Ejercicios:
**A)** ¿Cómo resumirías en dos oraciones el texto sobre la situación política de Colombia?
**B)** Ofrece una continuación del texto sobre la situación política de Colombia que empiece después de su última oración.

Documento:
^^^^^^^^

Colombia entró en un estado delirante, en toda la extensión de la palabra, tal como se plasma en Cien años de soledad (García Márquez), cuyo Gobierno, presidido por un joven inmaduro, con un viejo mañoso detrás, está más concentrado en tumbar al vecino (Venezuela) que en consolidar el proceso de paz interna, dejado en ciernes por la pasada Administración.

Tumbar a Maduro dizque para restituir la democracia, aplicaría también a Colombia. No puede llamarse democracia la de un país en donde, paradójicamente, desde la vigencia de un acuerdo de paz (enero del 2016), ha retornado la violencia política y los crímenes de centenares de líderes sociales: más de 600 en algunos reportes periodísticos, pero solo 274 reconocidos por la Fiscalía General, sin contar los 129 homicidios de excombatientes de las Farc-Ep, reportados hace un mes (ya deben ser más) por la Agencia para la reincorporación y la normalización de Colombia.

Un balance general de violaciones a los Derechos Humanos-2018, hecho por el CINEP-PPP (Centro de Investigación y Educación Popular - Programa por la Paz), documenta 1.418 casos con 2.252 víctimas individuales. La violencia política dejó —por lo menos— 648 muertos, 48 atentados, 1.151 personas amenazadas, 304 heridos, 66 torturados, 22 desaparecidos y 243 detenidos de forma arbitraria (falsos positivos judiciales.

^^^^^^^^

Ítems proporcionados:
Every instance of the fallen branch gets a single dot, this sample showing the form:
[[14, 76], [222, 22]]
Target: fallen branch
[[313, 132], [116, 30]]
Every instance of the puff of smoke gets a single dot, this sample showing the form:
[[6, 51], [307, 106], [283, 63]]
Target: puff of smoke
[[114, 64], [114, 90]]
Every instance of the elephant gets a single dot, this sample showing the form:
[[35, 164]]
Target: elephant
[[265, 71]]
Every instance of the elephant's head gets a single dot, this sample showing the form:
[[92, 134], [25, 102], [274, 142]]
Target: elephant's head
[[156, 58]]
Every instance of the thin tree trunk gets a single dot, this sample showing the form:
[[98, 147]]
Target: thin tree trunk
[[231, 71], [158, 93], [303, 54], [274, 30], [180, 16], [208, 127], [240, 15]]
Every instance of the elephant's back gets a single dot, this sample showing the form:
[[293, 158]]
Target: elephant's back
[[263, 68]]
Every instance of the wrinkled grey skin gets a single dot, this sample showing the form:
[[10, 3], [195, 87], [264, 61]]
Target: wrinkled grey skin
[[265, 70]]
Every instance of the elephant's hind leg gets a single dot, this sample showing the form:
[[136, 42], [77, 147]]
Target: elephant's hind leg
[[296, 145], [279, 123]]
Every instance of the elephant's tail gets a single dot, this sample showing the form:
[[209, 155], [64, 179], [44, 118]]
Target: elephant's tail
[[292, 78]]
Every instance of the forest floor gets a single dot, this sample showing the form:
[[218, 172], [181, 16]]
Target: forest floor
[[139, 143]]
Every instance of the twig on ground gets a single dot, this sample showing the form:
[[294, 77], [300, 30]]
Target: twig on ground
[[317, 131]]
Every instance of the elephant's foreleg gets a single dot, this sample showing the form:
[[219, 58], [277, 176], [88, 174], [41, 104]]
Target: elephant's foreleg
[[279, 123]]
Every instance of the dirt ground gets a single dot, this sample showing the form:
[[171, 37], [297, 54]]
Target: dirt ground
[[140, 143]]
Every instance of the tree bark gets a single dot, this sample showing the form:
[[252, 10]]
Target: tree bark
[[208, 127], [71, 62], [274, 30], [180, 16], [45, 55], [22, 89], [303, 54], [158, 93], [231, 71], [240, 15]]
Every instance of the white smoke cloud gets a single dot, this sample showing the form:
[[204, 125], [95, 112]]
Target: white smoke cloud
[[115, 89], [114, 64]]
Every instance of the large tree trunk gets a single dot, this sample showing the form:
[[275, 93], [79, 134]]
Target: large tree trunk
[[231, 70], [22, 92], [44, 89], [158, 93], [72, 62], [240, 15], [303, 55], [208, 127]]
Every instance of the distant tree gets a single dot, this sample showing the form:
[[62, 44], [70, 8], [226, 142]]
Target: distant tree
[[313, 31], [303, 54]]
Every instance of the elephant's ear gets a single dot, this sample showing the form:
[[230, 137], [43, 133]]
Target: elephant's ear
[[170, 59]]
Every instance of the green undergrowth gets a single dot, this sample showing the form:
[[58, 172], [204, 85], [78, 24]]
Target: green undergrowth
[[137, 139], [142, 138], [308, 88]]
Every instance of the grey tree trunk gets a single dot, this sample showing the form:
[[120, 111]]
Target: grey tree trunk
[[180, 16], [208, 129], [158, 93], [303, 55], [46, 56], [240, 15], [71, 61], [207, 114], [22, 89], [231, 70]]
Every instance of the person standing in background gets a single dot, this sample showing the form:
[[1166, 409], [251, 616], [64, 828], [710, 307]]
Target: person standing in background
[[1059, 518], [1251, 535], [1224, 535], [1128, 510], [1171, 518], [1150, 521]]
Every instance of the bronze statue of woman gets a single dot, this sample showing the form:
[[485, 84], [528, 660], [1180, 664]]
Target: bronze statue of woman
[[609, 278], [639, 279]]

^^^^^^^^

Respuestas:
**A)** Colombia vive un estado delirante, con un Gobierno más concentrado en tumbar al de Venezuela que en consolidar el proceso de paz interna dejado en ciernes por la Administración anterior. Desde la vigencia del acuerdo de paz ha retornado la violencia política, con centenares de líderes sociales asesinados, 129 homicidios de excombatientes de las Farc-Ep y 1.418 casos de violaciones a los Derechos Humanos en 2018 documentados por el CINEP-PPP.

**B)**
El mayor número de víctimas fatales se dio en la categoría genérica de «Violencia Político-Social» cuya característica principal es que no es posible establecer el presunto responsable de los hechos. Pero los móviles de los mismos y características de las víctimas permiten deducir que se trata de casos con motivaciones políticas, de acuerdo con el marco conceptual de la Red Nacional de Bancos de Datos.

Las investigaciones al respecto son tan confusas como las mismas cifras. Obviamente, el Gobierno niega que sea una acción sistematizada y, además, trata de alejarlos de la esfera estatal al atribuirlos a «acciones de grupos armados residuales del proceso de paz».

Pero las investigaciones y denuncias del CINEP revelan que los autores materiales de los crímenes se ocultan, dentro de la información oficial, bajo las etiquetas de «desconocidos, hombres armados, hombres encapuchados o simplemente sin información (…) o se entreveran en delitos comunes como robos, atracos, prestamos gota a gota, líos pasionales o problemas de vecindario». Debido a este nuevo tipo de violencia, agrega la ONG, la Fiscalía General ha condenado a 34 autores materiales (gatilleros), pero ninguna investigación emprende en busca de los autores intelectuales o determinadores: raro, ¿no les parece?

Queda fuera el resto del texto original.